# Dataset entries:

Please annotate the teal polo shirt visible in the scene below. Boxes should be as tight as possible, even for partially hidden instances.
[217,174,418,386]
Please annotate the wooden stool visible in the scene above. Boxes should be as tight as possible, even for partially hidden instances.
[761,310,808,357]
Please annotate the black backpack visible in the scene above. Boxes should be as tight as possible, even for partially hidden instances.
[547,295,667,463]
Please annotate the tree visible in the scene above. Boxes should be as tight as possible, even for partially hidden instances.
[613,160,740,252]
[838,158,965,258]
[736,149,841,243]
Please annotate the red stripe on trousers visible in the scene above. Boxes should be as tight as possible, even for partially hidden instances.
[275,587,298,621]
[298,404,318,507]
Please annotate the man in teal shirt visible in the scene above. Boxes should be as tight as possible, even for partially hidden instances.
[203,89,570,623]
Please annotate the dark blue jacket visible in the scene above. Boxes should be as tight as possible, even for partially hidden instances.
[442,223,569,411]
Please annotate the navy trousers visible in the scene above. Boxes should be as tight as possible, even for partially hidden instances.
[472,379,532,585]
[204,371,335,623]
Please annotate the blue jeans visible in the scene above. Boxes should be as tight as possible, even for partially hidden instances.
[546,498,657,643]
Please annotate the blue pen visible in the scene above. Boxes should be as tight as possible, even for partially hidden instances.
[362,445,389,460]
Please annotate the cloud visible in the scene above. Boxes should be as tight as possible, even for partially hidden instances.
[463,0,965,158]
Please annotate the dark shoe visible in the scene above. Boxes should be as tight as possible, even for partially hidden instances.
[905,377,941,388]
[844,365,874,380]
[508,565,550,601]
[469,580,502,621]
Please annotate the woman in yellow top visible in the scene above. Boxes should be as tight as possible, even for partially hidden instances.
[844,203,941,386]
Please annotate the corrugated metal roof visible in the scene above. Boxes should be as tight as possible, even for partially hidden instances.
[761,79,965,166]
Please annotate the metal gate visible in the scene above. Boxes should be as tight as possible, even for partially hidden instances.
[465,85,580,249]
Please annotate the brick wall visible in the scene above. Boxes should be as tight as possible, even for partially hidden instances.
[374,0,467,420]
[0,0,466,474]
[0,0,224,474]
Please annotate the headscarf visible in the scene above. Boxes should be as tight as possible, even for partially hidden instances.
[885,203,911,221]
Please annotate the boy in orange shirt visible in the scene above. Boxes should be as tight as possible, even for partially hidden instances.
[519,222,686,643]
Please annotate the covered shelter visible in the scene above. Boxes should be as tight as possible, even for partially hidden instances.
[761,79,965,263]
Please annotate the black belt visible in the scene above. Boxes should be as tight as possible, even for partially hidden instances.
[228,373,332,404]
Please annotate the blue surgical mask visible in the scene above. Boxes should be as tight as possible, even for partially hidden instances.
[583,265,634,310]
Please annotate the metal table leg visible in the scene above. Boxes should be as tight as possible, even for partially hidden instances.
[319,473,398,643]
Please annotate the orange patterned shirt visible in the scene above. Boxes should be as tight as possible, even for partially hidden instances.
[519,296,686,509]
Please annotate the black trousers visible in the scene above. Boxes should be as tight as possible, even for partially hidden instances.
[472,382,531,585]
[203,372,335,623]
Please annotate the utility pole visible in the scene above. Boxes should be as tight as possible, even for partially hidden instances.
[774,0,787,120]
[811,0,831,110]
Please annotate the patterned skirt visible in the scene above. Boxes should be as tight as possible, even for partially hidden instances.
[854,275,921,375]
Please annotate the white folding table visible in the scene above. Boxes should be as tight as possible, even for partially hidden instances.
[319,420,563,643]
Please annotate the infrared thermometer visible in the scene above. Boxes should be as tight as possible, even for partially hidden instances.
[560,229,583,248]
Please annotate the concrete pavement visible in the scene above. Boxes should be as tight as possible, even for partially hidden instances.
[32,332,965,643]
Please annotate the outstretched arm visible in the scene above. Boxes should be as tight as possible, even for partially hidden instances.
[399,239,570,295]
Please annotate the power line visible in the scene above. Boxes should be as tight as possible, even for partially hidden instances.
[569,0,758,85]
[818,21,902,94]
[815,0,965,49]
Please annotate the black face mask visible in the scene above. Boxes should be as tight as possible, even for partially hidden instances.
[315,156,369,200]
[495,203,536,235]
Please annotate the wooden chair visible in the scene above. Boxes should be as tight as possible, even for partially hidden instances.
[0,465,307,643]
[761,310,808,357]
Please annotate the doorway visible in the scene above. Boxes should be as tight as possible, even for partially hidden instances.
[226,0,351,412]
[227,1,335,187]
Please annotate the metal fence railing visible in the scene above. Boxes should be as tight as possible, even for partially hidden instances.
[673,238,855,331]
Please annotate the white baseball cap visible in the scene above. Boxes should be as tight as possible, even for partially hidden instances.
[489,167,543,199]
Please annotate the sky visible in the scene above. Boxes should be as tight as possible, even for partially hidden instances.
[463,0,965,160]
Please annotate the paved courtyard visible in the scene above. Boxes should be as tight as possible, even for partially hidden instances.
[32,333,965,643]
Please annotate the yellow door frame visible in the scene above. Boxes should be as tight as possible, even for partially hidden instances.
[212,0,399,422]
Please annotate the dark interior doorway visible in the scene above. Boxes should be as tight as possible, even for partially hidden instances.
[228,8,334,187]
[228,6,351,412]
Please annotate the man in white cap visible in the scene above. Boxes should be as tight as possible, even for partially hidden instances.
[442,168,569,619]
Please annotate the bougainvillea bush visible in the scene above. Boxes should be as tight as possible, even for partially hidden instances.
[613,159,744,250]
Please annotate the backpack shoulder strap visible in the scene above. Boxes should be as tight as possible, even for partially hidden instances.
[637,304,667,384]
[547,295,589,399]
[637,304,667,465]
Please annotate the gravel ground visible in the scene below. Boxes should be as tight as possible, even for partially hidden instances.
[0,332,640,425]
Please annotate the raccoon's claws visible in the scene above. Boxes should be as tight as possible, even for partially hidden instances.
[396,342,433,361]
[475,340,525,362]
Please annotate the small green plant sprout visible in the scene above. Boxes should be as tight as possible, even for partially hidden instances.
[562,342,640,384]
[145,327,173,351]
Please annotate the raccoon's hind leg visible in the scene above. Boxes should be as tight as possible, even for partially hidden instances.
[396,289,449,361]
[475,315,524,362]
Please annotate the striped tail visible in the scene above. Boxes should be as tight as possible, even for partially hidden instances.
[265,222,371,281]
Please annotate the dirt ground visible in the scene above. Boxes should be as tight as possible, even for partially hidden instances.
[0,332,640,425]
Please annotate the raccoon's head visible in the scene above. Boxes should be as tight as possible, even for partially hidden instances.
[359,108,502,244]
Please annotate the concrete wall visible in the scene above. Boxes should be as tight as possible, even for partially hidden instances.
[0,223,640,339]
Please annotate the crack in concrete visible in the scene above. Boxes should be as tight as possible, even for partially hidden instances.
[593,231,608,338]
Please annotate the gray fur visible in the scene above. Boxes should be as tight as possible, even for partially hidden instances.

# Challenge:
Can you reproduce, word for word, the stretch of rows from the line containing "Please annotate the backpack" through the line containing "[0,223,640,339]", with both of those lines included?

# Task solution:
Please annotate the backpack shoulder strap visible in the scene above. Boxes should be as tight as possible, even for partially hidden instances.
[637,304,667,384]
[547,295,589,399]
[637,304,667,465]
Please annotate the gravel ground visible in the scene below. Boxes should be as tight as possible, even for partially hidden instances.
[0,332,640,425]
Please annotate the raccoon's claws visible in the scene above. Boxes should be as tight as possible, even for partially hidden instances.
[396,342,433,361]
[475,340,525,362]
Please annotate the small green plant sprout visible in the scene above. Boxes should be as tight as possible, even for partially hidden instances.
[562,342,640,384]
[145,327,173,351]
Please annotate the raccoon's hind leg visible in the scene above. Boxes should be as tight as possible, even for partially hidden instances.
[396,289,449,361]
[475,315,524,362]
Please annotate the striped tail visible in the scene above. Boxes should be as tight as possible, even for partially hidden instances.
[265,222,371,281]
Please annotate the dirt ground visible in the scene above. Boxes should be as tight as possible, even for partially hidden instances.
[0,332,640,425]
Please annotate the raccoon's head visible in the scene above. Boxes should be as tight as possible, even for partially hidden instances.
[359,108,502,244]
Please annotate the concrete wall visible in the scene above. Boxes should be as tight as possible, even for partially hidden instances.
[0,223,640,339]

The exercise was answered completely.